How many lines in the data below contain the word "lawn"? Reply with the number alone.

• Records supplied:
# # # #

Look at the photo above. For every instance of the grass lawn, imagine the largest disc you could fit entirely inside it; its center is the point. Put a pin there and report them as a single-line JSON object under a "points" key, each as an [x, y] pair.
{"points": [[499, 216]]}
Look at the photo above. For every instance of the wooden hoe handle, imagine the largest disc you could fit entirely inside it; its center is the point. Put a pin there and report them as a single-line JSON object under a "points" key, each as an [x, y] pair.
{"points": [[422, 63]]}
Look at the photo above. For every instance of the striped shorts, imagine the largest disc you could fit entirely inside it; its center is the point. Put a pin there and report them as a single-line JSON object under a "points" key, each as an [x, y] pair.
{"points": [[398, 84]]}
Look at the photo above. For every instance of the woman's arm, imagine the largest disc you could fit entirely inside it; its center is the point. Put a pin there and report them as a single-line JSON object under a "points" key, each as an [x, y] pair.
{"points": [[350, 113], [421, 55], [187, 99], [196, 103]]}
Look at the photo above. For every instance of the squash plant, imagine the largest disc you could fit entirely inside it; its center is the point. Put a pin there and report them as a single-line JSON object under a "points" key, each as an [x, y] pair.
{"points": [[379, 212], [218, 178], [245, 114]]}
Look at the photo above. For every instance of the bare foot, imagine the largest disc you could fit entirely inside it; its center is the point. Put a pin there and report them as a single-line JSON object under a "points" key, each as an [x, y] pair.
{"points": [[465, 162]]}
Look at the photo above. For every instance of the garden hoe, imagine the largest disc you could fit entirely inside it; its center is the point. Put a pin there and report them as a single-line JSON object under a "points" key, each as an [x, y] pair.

# # # #

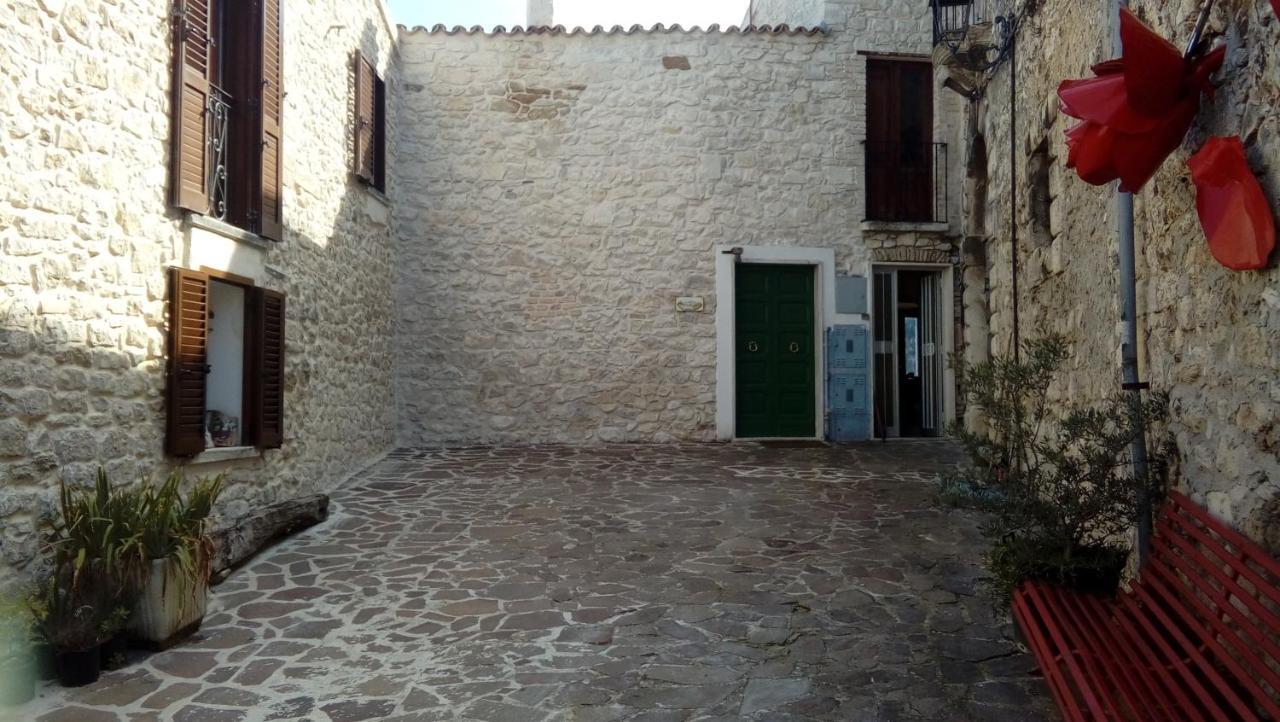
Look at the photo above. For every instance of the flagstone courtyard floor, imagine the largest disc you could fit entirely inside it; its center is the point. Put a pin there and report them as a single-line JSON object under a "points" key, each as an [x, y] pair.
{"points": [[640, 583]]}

# # # #

• Reply to the exercise: 1